*** Begin section ***
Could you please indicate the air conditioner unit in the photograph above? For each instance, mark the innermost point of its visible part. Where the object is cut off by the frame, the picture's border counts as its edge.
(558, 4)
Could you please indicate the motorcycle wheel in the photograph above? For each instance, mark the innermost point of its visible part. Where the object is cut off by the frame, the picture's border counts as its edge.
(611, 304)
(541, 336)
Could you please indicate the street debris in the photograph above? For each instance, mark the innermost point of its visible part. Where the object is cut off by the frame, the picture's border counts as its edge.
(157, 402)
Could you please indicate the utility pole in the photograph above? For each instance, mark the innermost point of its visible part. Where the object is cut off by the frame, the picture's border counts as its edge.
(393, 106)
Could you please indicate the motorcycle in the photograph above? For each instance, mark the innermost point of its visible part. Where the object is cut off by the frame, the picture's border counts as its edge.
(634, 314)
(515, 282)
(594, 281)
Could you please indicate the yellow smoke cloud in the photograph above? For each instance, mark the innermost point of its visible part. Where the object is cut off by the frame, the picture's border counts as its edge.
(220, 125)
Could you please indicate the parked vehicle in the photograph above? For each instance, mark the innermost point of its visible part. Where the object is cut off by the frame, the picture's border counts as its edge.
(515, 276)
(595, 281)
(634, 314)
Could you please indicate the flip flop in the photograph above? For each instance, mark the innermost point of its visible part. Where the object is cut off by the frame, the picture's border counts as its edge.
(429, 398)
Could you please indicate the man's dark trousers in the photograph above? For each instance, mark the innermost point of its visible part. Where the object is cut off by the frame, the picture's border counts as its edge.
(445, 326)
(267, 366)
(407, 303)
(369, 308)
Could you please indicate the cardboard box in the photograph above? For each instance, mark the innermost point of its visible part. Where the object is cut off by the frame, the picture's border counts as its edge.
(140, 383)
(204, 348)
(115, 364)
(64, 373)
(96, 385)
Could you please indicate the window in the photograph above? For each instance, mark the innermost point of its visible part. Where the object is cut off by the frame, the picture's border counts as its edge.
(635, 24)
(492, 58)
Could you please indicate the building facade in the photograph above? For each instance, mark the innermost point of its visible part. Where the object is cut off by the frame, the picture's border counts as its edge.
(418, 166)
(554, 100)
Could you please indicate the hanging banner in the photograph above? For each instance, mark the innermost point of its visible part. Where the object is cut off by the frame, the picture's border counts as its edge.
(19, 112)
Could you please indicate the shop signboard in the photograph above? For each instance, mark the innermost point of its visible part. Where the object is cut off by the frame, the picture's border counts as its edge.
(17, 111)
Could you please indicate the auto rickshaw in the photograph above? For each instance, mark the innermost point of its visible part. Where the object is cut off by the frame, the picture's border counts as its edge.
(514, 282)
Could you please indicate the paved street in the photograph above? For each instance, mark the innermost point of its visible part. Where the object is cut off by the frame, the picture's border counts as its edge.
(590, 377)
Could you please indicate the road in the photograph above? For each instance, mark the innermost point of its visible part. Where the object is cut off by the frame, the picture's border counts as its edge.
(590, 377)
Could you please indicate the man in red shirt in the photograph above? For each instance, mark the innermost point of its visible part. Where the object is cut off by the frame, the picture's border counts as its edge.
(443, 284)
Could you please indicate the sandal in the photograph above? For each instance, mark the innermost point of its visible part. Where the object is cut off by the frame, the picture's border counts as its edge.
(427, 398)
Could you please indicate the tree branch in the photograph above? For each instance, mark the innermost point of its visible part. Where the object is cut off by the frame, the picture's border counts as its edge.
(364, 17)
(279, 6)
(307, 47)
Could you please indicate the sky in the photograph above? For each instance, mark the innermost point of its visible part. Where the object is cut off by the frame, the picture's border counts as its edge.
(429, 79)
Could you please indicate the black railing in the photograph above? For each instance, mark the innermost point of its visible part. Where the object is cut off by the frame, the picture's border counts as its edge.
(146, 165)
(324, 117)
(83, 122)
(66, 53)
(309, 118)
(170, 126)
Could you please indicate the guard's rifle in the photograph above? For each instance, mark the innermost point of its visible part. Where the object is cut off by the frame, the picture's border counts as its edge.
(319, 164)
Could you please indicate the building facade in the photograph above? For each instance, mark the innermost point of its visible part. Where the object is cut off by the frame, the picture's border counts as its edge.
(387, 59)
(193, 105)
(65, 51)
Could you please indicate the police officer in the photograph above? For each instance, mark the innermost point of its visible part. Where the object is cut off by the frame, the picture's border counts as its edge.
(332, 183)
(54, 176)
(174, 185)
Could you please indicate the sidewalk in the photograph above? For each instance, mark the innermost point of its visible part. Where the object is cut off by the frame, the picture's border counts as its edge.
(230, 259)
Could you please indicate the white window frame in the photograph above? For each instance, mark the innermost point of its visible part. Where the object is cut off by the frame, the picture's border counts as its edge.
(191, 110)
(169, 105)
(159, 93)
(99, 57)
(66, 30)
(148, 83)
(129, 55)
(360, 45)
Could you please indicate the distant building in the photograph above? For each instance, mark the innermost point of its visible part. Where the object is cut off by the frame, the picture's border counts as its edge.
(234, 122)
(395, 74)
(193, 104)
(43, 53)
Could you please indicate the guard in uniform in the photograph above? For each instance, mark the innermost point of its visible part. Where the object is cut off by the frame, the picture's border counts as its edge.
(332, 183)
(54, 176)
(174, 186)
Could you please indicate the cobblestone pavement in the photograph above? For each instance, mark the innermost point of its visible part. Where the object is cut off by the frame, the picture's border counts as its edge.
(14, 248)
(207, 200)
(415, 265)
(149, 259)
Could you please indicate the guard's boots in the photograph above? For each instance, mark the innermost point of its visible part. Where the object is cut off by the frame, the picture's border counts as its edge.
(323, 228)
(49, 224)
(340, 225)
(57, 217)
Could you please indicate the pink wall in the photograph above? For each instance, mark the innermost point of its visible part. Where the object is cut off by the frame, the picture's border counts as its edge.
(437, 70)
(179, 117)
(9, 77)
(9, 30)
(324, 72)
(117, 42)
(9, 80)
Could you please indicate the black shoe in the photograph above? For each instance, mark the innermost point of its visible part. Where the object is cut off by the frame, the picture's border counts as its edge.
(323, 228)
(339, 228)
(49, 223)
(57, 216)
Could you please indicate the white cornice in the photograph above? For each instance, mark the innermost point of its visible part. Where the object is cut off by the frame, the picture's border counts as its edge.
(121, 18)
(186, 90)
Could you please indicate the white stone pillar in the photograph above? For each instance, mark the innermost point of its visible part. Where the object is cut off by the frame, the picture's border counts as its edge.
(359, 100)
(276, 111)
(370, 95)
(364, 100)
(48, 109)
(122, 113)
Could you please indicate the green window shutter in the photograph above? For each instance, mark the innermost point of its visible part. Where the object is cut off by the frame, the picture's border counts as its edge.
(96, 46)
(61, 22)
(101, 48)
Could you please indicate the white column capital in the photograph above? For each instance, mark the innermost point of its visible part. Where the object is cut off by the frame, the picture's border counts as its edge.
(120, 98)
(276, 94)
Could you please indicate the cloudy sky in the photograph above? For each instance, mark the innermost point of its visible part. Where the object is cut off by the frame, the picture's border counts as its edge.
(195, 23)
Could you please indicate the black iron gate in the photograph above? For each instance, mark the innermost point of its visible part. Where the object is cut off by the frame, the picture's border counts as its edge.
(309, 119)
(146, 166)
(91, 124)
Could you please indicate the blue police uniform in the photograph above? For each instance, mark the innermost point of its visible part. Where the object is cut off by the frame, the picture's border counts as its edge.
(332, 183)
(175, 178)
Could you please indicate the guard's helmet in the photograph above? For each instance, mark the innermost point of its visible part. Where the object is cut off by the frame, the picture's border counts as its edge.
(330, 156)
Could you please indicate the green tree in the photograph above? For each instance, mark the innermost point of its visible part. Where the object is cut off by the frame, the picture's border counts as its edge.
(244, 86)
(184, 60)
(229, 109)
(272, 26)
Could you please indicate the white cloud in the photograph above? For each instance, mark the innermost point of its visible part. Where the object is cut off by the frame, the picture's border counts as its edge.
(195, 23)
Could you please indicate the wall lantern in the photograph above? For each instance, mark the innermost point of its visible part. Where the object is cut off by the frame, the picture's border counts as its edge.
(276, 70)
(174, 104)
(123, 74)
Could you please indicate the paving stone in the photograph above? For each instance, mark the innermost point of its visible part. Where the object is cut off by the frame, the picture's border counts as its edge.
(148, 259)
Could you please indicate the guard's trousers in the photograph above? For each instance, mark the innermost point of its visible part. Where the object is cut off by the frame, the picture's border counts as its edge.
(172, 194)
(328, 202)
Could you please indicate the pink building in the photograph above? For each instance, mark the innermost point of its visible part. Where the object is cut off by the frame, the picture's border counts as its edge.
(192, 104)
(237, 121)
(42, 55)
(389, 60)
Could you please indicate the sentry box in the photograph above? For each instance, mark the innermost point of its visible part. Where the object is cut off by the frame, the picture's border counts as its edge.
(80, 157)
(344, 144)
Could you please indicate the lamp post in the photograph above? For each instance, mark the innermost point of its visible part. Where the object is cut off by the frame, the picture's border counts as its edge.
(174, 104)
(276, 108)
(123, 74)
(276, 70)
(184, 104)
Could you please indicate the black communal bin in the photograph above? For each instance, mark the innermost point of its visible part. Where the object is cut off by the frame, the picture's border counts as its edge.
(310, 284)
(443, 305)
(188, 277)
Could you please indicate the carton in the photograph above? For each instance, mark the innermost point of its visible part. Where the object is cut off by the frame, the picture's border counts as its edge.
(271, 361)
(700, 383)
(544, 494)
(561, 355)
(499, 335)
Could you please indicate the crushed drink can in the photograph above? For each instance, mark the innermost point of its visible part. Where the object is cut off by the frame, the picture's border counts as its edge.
*** End section ***
#### Exercise prompt:
Set down exactly, and only, the lines from the one with "Could you please indicate the black communal" to the final line of the data.

#### Output of the task:
Could you please indicate the black communal bin in the photograph above? For each instance, mark the innermost point of its visible part. Where the object is cut off by the frame, the picture's border counts as its edge.
(310, 284)
(443, 305)
(188, 277)
Could you please indicate the carton in the photograph above? For each instance, mark the innermost point of its visible part. Where the object is cut off by the frame, the picture's border counts as its edge.
(271, 361)
(700, 383)
(544, 494)
(561, 355)
(499, 335)
Could you please indicate the crushed drink can in the photograph above? For each instance, mark the innermost point of its visible part. Where the object is cut off by the frame, the picture's border counts as its edge.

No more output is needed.